Well, did that title inspire you to read the rest of this blog? Approaching my seventieth decade and noticed over the past couple of years that things are becoming more difficult to focus on and see. Thank God for muscle memory because most times I really can’t see the line when doing joinery work! According to my research, this surgery is one of the most common ones performed in the US and success is high, like around 95%. First the left eye this week and then next week we go into the other one. From what I understand it’ll be several weeks before my vision will settle so my close work will have to be done with cheap reader glasses. Fingers crossed and prayers that all goes well.
Carving of this frame was another great challenge, something I strive for! Always want whatever project I’m currently working on to be better than the one before. Honestly, I know that’s not possible, as a hardcore distance runner I know your times can only improve to a certain level. I believe though that setting goals and accepting new challenges will keep a person from growing complacent and stagnant. Here’s a photo montage of the process for this frame, it started out with the custom profile Barger Moulding here in Phoenix milled for me:
Transitioning from the curved surface of the molding to the details of the leaves is the challenging area. Not only is there a curve and a cove but as anyone who’s ever carved knows, the grain direction may also change. It’s the design that determines the direction you have to cut (towards the leaf) so if that’s against the grain you need to deal with it! After reading Joel’s blog from Tools for Working Wood I decided to order a piece of Horse Butt from him to use as a strop and achieve the sharpest possible edge — seems to do the trick!

▶ **Tasks to complete**:
[1] Please repeat the stretch of the woodworking blog post from "Well, did that" through "all goes well.", word for word.
[2] Pick up the woodworking blog post right after its final sentence and carry it on.
The records have no connection to the woodworking blog post.

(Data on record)

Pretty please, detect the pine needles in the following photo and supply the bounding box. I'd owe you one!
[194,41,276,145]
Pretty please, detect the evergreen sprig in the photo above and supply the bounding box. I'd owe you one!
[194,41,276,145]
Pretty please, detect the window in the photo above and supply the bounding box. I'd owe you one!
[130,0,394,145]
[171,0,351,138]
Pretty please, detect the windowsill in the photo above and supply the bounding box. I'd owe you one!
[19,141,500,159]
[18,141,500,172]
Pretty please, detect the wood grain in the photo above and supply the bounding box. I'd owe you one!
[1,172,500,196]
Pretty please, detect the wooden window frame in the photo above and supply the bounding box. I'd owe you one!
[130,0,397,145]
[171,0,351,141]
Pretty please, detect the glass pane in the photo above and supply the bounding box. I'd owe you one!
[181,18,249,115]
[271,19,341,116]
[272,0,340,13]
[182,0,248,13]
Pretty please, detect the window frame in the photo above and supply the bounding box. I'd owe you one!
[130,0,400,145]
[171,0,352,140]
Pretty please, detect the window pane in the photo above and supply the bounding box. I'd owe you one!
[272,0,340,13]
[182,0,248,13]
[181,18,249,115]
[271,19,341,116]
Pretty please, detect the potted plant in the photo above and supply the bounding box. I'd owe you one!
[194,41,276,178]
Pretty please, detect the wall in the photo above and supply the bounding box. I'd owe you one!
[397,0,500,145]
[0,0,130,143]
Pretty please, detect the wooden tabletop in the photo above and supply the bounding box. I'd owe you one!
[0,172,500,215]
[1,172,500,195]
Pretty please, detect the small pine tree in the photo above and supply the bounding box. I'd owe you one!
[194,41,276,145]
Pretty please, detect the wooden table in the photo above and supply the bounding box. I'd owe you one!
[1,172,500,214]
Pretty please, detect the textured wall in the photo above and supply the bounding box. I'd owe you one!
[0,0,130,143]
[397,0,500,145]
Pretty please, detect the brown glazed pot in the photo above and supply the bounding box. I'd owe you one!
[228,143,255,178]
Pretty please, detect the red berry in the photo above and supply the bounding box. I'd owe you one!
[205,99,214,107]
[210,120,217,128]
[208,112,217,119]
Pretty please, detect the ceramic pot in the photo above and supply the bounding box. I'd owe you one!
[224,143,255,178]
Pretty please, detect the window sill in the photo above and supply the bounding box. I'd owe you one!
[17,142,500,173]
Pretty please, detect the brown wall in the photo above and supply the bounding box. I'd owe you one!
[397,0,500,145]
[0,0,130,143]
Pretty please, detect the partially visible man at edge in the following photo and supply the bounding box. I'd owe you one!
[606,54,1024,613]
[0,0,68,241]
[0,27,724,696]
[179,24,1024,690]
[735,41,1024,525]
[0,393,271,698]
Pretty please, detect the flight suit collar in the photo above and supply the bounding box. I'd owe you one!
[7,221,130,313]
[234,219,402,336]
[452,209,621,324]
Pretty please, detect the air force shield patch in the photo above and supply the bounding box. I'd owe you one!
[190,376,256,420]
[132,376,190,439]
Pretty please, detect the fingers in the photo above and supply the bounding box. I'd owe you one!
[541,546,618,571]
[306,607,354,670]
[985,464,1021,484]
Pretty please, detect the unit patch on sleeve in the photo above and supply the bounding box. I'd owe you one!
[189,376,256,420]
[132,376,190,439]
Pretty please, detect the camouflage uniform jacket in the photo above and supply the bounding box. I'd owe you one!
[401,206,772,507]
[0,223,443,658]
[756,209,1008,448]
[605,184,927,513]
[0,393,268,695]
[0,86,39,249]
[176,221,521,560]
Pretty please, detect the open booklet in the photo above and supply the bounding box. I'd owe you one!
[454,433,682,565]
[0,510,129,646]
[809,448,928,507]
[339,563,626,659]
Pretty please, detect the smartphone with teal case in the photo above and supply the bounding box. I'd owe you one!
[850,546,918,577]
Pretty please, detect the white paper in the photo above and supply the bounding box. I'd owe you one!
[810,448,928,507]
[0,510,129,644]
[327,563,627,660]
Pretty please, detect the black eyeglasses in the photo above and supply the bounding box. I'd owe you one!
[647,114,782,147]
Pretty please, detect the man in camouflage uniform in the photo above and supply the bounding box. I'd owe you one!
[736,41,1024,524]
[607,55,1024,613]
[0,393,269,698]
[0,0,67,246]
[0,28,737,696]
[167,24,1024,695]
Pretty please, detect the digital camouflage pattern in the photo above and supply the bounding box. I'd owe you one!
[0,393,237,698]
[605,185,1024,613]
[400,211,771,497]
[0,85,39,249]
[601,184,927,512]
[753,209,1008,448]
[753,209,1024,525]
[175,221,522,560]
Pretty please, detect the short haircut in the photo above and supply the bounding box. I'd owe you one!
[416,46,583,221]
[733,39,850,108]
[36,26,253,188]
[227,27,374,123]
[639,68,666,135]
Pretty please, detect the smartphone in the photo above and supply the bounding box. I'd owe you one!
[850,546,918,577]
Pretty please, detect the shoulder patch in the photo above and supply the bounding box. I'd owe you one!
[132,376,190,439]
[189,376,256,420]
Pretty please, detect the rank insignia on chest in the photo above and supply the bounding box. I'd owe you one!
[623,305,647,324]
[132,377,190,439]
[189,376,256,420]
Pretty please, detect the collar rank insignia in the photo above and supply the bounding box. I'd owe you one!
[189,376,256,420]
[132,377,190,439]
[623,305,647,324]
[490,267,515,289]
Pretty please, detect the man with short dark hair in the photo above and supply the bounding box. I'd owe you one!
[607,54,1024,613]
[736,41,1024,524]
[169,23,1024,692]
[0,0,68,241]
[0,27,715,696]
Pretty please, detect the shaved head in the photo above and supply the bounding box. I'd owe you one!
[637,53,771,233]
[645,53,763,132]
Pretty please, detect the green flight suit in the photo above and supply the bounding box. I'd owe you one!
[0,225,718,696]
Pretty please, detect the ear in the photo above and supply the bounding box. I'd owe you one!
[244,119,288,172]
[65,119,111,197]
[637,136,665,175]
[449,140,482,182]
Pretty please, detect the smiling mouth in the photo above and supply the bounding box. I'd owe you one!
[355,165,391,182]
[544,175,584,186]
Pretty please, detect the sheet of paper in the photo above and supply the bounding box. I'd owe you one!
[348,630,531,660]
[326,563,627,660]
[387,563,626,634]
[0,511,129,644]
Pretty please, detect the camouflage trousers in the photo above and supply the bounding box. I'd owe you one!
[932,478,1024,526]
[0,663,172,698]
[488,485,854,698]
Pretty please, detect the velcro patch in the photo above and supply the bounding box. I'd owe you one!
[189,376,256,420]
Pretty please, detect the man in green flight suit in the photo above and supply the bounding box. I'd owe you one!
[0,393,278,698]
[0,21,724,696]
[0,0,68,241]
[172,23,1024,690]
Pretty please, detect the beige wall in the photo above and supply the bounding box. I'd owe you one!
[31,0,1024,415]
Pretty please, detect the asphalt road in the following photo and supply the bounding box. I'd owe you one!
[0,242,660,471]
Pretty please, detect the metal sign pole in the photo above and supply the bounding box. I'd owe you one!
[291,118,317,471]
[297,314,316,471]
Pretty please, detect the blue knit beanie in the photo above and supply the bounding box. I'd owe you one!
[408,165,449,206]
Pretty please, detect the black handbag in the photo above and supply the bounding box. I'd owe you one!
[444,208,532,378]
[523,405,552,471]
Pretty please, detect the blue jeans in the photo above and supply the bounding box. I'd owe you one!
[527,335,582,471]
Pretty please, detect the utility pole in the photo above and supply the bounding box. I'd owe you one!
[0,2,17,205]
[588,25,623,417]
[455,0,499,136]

▶ **Solved tasks**:
[1]
Well, did that title inspire you to read the rest of this blog? Approaching my seventieth decade and noticed over the past couple of years that things are becoming more difficult to focus on and see. Thank God for muscle memory because most times I really can’t see the line when doing joinery work! According to my research, this surgery is one of the most common ones performed in the US and success is high, like around 95%. First the left eye this week and then next week we go into the other one. From what I understand it’ll be several weeks before my vision will settle so my close work will have to be done with cheap reader glasses. Fingers crossed and prayers that all goes well.

[2]
In any case, the frame is complete and the painting by Diane Eugster has been installed. The finish is a thinned Japan Drop Black over a red burnisher sealer that has been tinted to match the palette of the painting. The frame should isolate the painting from the rest of the world and draw the viewer in. Between the profile and the way the leaves wind around the molding we think that’s been accomplished. I know photographs rarely do justice but I wanted to rub back just enough of the black from the leaves and edges to warm up the black of the frame.
Not knowing how my vision will be for the next couple of weeks I wanted to get this other frame done before the cataract surgery too. This frame is a custom profile, about 3 1/4″ wide and 9″ x 12″. Black seems to be the “new gold” as far as the galleries go and this frame has the same theme. This time though to warm up the gold the black was rubbed through and slightly abraded randomly to pick up the color palette of this painting.
Well, that’s it for now — if I can read them I wouldn’t mind hearing a story or two from anyone who’s had cataract surgery. Seems like everyone I’ve talked to has positive stories so hope to keep it that way!